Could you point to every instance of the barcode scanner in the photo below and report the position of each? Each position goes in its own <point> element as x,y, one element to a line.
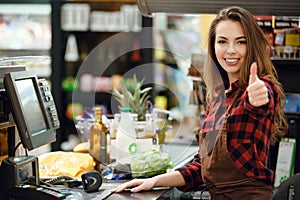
<point>91,181</point>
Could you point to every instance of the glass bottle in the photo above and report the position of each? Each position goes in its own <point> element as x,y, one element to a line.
<point>98,138</point>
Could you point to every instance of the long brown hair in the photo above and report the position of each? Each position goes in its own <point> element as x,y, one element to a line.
<point>258,50</point>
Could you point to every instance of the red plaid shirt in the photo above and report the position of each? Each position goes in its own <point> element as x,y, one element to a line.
<point>248,135</point>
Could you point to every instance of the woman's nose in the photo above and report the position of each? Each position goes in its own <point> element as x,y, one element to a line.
<point>231,48</point>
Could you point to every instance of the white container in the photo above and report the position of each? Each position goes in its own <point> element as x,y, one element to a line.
<point>75,16</point>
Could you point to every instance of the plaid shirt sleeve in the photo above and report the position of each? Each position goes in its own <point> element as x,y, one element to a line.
<point>248,134</point>
<point>191,173</point>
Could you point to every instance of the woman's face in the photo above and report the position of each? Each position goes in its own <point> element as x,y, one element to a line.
<point>230,47</point>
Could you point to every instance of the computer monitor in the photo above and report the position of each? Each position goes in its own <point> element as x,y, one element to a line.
<point>32,107</point>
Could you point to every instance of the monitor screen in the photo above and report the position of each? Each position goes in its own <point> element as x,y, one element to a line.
<point>32,107</point>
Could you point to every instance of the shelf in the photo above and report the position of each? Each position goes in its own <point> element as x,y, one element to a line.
<point>103,1</point>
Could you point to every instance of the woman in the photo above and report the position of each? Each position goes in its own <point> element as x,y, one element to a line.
<point>237,132</point>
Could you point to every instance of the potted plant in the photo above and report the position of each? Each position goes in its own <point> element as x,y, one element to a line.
<point>130,93</point>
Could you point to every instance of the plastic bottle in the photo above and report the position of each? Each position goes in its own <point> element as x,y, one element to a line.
<point>98,138</point>
<point>125,138</point>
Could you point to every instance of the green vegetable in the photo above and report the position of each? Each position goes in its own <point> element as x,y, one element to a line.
<point>150,163</point>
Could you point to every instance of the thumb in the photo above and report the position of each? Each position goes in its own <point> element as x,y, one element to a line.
<point>253,73</point>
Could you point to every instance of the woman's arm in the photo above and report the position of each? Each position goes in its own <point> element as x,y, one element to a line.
<point>171,179</point>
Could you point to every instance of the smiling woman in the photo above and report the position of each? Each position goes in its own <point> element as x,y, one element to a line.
<point>244,115</point>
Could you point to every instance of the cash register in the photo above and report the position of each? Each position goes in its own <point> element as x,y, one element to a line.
<point>32,111</point>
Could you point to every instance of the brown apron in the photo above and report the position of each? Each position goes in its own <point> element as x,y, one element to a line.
<point>222,178</point>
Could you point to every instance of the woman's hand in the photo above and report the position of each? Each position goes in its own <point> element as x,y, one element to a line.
<point>257,90</point>
<point>136,185</point>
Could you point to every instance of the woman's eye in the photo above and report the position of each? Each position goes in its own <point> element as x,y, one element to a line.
<point>221,41</point>
<point>242,42</point>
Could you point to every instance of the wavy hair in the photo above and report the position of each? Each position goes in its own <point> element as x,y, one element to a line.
<point>258,50</point>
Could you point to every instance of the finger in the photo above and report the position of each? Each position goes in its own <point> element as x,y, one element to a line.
<point>253,73</point>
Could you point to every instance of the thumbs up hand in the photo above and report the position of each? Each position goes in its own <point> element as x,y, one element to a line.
<point>257,90</point>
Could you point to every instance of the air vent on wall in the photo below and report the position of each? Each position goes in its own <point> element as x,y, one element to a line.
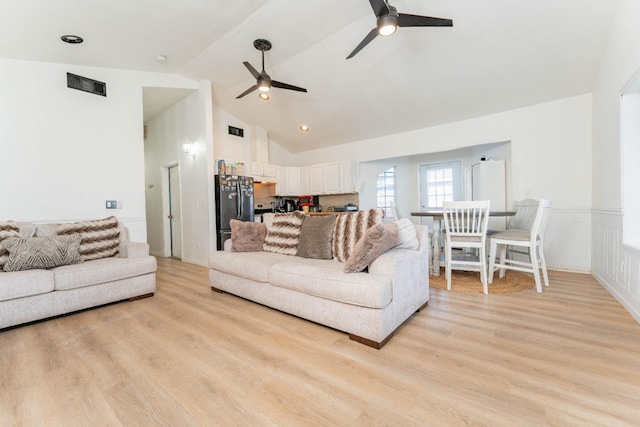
<point>236,131</point>
<point>86,84</point>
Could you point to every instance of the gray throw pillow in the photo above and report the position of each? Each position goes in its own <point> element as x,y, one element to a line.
<point>316,237</point>
<point>100,237</point>
<point>27,253</point>
<point>376,240</point>
<point>283,236</point>
<point>247,236</point>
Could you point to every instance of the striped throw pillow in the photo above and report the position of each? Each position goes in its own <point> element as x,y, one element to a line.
<point>28,253</point>
<point>100,238</point>
<point>7,229</point>
<point>284,233</point>
<point>350,228</point>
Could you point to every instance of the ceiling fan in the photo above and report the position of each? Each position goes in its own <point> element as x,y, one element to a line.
<point>389,20</point>
<point>263,80</point>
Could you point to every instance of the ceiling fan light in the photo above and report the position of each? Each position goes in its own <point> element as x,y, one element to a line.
<point>387,25</point>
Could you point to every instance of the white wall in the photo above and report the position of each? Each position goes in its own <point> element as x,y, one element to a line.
<point>66,151</point>
<point>616,266</point>
<point>188,120</point>
<point>550,158</point>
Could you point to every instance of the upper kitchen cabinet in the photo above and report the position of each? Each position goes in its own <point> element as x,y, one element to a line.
<point>332,178</point>
<point>287,181</point>
<point>316,179</point>
<point>348,176</point>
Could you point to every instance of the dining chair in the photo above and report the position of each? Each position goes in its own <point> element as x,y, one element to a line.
<point>465,225</point>
<point>529,240</point>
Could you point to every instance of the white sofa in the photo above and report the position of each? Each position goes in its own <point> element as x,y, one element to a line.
<point>369,306</point>
<point>30,295</point>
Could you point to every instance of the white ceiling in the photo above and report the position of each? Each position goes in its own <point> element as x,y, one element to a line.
<point>499,55</point>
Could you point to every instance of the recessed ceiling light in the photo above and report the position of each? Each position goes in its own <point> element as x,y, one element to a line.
<point>71,39</point>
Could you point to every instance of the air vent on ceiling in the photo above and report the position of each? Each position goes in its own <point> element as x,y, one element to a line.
<point>86,84</point>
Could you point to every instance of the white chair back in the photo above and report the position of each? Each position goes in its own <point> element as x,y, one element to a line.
<point>466,218</point>
<point>541,220</point>
<point>526,211</point>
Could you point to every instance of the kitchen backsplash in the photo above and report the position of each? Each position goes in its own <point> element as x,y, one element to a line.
<point>338,200</point>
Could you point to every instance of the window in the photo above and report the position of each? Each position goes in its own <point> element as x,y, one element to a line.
<point>439,182</point>
<point>386,186</point>
<point>630,126</point>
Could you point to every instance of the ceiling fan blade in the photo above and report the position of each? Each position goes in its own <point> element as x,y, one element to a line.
<point>251,89</point>
<point>405,20</point>
<point>379,7</point>
<point>372,35</point>
<point>253,71</point>
<point>287,86</point>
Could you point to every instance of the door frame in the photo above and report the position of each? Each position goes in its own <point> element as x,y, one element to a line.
<point>166,222</point>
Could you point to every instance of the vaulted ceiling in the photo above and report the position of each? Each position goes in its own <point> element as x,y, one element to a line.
<point>499,55</point>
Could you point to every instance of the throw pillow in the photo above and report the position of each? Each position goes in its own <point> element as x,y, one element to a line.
<point>376,240</point>
<point>7,229</point>
<point>100,238</point>
<point>350,228</point>
<point>316,237</point>
<point>282,237</point>
<point>247,236</point>
<point>27,253</point>
<point>407,236</point>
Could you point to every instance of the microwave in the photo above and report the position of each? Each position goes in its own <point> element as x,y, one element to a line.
<point>307,201</point>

____

_Instructions for the task_: Each entry above should be restated word for word, though no picture may appear in the copy.

_Answer for the task_:
Could you point to every instance of the barcode scanner in the photo below and report the position of each? Each position goes in its own <point> element as x,y, one element to a line.
<point>91,181</point>
Could you point to every instance of the glass bottle in the photo above and report the position of each? Each position goes in its own <point> element as x,y, one element to a line.
<point>98,138</point>
Could you point to every instance of the long brown hair in the photo above and report the position of each? Each position goes in its own <point> element as x,y, one element to a line.
<point>258,50</point>
Could you point to every instance of the red plaid shirt in the photo above and report the position of each? Each position goes in its own <point> element as x,y, one element to a line.
<point>248,135</point>
Could you point to every instance of the woman's nose in the photo above and report the position of each? Each position goes in its own <point> element as x,y, one element to a line.
<point>231,48</point>
Could you point to every instance of the white container in the photo above and report the position of each? Each position goes in its own <point> element as x,y, one element to a line.
<point>75,16</point>
Could you point to every instance of the plaid shirt sleeve in the photo above and report the position of each? Each position goes in its own <point> element as x,y, one element to a line.
<point>248,134</point>
<point>191,173</point>
Could you point to every instance of the woman's face in the photo above and report the position of each? Each position goes in its own <point> element as x,y, one element to a line.
<point>230,47</point>
Could you point to every instance of the computer monitor in the photo above and report the position of each? Each position goes in its own <point> element as x,y, one element to a line.
<point>32,107</point>
Could you point to every instance of the monitor screen in the photo above and report the position of each? Each position goes in its own <point> element as x,y, one element to a line.
<point>32,107</point>
Could you point to every instance of the shelf in the photo above and report the position of each? Each position goes in its own <point> element as x,y, one element to a line.
<point>103,1</point>
Could you point to every instance of the woman in the photo above and report the position of each? Each position goes in its own <point> element as x,y, one element to a line.
<point>237,132</point>
Could you point to every instance of the potted plant in the photo above and report the position of each? Each position goes in its own <point> element as x,y, one element to a line.
<point>130,93</point>
Could you point to every instance of the plastic bottle in the photo above and report the position of each? Each position goes in its own <point> element as x,y, one element to a line.
<point>98,138</point>
<point>125,138</point>
Could you point to every instance of the green vegetable in the photo above and report the position of each? Each position goes in its own <point> element as x,y, one element to a line.
<point>150,163</point>
Could you point to every instance of the thumb in the photo above and report the position of each? Each position goes in its own <point> element as x,y, one element to a line.
<point>253,73</point>
Could you point to every instance of the woman's arm in the photo above and report the position of each? Each position goes in its own <point> element as x,y, one element to a line.
<point>171,179</point>
Could you point to every instance of the smiling woman in the photo above and report the position of each? Each position goes in its own <point> element as x,y, one element to a line.
<point>244,115</point>
Could you point to every instance of the cash register in the photo above and report the position of each? Each position goes in its own <point> element as x,y, one element to a line.
<point>32,111</point>
Could you point to every instance of the brown apron in the photo above and report the position of each? Each position goes in its own <point> element as x,y, one element to a line.
<point>222,178</point>
Could you point to every instance of the woman's hand in the photo above and report the position of each? Each position goes in its own <point> element as x,y, one element to a line.
<point>257,90</point>
<point>136,185</point>
Could you point to every instance of the woman's eye in the photo above and report the position of each? Each position goes in its own <point> element as x,y, one element to a line.
<point>221,41</point>
<point>242,42</point>
Could you point to every instance of the wavy hair in the photo above and report the position of each? Each position goes in its own <point> element as x,y, one element to a line.
<point>258,50</point>
Could you point to every instance of the finger in the photo above and report the position of each? Each position goes in its own <point> element as x,y, one element to a line.
<point>253,73</point>
Could you point to every instance of the thumbs up hand in the photo above and report the position of each? Each position goes in its own <point> element as x,y, one element to a line.
<point>257,90</point>
Could you point to every instance of the air vent on wall in the photo below and report the position of each? Each position goes in its own <point> element as x,y, one element to a line.
<point>236,131</point>
<point>86,84</point>
Could you point to every instance of the gray throw pillow in the photo above and report the position of each? Each position goes in its own <point> element as x,y, one element to a line.
<point>316,237</point>
<point>100,237</point>
<point>27,253</point>
<point>376,240</point>
<point>283,236</point>
<point>247,236</point>
Could you point to every instance of the striped throw pillow in the photo above and report the position of each? Each position goes in its own <point> element as x,y, one element to a line.
<point>28,253</point>
<point>100,238</point>
<point>7,229</point>
<point>284,233</point>
<point>350,228</point>
Could you point to every instance of the ceiling fan in the photo above and report the position of each? Each position goes in its own <point> element as x,y, one element to a line.
<point>389,20</point>
<point>263,80</point>
Could you point to every instance of the ceiling fan light in the photo above and report the position of each? Each position goes in its own <point> element as x,y, one element to a line.
<point>387,25</point>
Could you point to every instance of the white wall in the photo above and report the position of each? Each position goes in its own <point> element as x,y, one element to a line.
<point>66,151</point>
<point>616,266</point>
<point>188,120</point>
<point>550,158</point>
Could you point to every instance of the upper kitchen cabinet in the photo above and report the position of each? Each position goes in its own <point> element as x,y, one element to a line.
<point>332,178</point>
<point>287,181</point>
<point>316,179</point>
<point>348,176</point>
Could you point to every instance of the dining chair in the photo above and report the position of each? Each position goes in its own <point> element as x,y, one element to a line.
<point>465,225</point>
<point>529,240</point>
Could you point to every instance of the white sofa in the photo above and report the position of each? Each position goes in its own <point> element as x,y, one element to a line.
<point>369,306</point>
<point>30,295</point>
Could you point to every instance of the white ceiling in the photo above and report the position of each? Each position goes in its own <point> element as x,y, one element to a line.
<point>499,55</point>
Could you point to every instance of the recessed ceiling light in the photo above and report the position of each? Each position goes in its own <point> element as x,y, one element to a line.
<point>71,39</point>
Could you point to every instance of the air vent on ceiling in the photo above and report the position of each? Each position goes in its own <point> element as x,y, one element to a line.
<point>86,84</point>
Could you point to every instance of the white chair back in the photo above and report the position of each? Each position goes in its own <point> element as x,y, one element to a line.
<point>466,218</point>
<point>541,220</point>
<point>526,211</point>
Could you point to every instance of the kitchen backsplash in the photo above and report the position of each? Each position goes in its own <point> element as x,y, one element to a line.
<point>338,200</point>
Could you point to every instance of the window in the photo above and report the position of each? Each position goes in its own <point> element as x,y, one element to a line.
<point>439,182</point>
<point>386,186</point>
<point>630,126</point>
Could you point to every instance of the ceiling fan blade in the photo above and report the position of each? Each position goes in its own <point> element as x,y, one element to a line.
<point>251,89</point>
<point>405,20</point>
<point>379,7</point>
<point>372,35</point>
<point>253,71</point>
<point>287,86</point>
Could you point to every instance of the door frame in the photo above and report the position of each? Each position goes in its own <point> element as x,y, one element to a line.
<point>166,222</point>
Could you point to every instance of the vaulted ceiling in the photo above and report the position of each? Each position goes in its own <point> element as x,y, one element to a line.
<point>499,55</point>
Could you point to every instance of the throw pillow in the photo above and report the position of each? Each position goes in its own <point> element as x,y, one element to a line.
<point>376,240</point>
<point>7,229</point>
<point>100,238</point>
<point>350,228</point>
<point>316,237</point>
<point>282,237</point>
<point>247,236</point>
<point>27,253</point>
<point>407,236</point>
Could you point to every instance of the microwave in the photo above and report the position of each? Each position goes in its own <point> element as x,y, one element to a line.
<point>307,201</point>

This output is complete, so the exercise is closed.